## REQUIREMENT
List every line below containing "grey".
*** INPUT DATA ***
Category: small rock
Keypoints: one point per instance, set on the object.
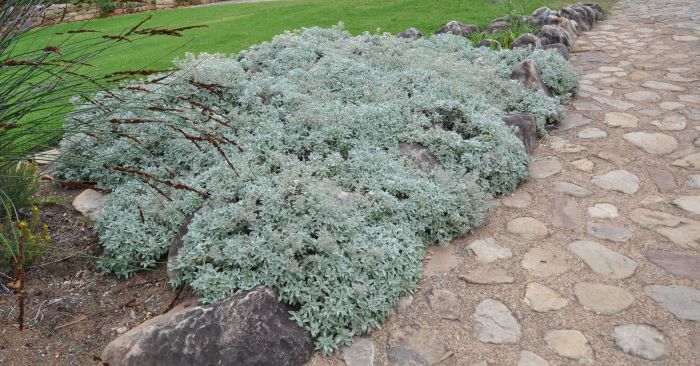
(402, 356)
(693, 181)
(527, 228)
(574, 120)
(643, 96)
(528, 358)
(640, 340)
(602, 299)
(677, 264)
(519, 199)
(444, 303)
(495, 323)
(602, 260)
(649, 218)
(544, 263)
(566, 213)
(691, 161)
(487, 274)
(673, 123)
(683, 302)
(571, 189)
(688, 203)
(663, 179)
(542, 299)
(621, 119)
(586, 165)
(608, 232)
(652, 143)
(618, 180)
(423, 342)
(658, 85)
(441, 260)
(592, 133)
(360, 352)
(487, 250)
(603, 211)
(569, 343)
(90, 203)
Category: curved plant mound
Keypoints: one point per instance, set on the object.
(286, 159)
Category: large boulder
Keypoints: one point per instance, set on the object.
(562, 49)
(527, 74)
(410, 33)
(523, 127)
(526, 40)
(458, 29)
(248, 328)
(550, 34)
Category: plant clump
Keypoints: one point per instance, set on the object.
(285, 162)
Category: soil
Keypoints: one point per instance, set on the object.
(72, 310)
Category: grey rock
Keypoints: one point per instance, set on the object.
(359, 353)
(526, 40)
(410, 33)
(523, 127)
(527, 74)
(495, 323)
(552, 34)
(458, 29)
(677, 264)
(683, 302)
(248, 328)
(608, 232)
(640, 340)
(571, 189)
(602, 260)
(420, 154)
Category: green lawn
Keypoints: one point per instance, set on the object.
(234, 27)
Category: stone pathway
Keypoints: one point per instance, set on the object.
(596, 259)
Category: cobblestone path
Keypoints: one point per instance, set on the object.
(596, 259)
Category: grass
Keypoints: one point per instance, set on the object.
(234, 27)
(231, 28)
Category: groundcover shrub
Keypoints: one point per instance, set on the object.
(285, 159)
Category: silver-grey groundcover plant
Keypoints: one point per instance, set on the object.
(286, 157)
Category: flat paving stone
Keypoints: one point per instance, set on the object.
(542, 299)
(640, 340)
(495, 323)
(602, 260)
(546, 167)
(527, 228)
(652, 143)
(621, 119)
(617, 180)
(541, 262)
(569, 343)
(678, 264)
(681, 301)
(487, 250)
(602, 299)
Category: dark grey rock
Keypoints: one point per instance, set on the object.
(528, 75)
(523, 127)
(458, 29)
(552, 34)
(248, 328)
(177, 244)
(410, 33)
(526, 40)
(490, 43)
(402, 356)
(420, 154)
(559, 47)
(499, 25)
*** End of INPUT DATA ***
## ANSWER BOX
Category: grey rock
Category: silver-grey groundcover plant
Category: dark grey rock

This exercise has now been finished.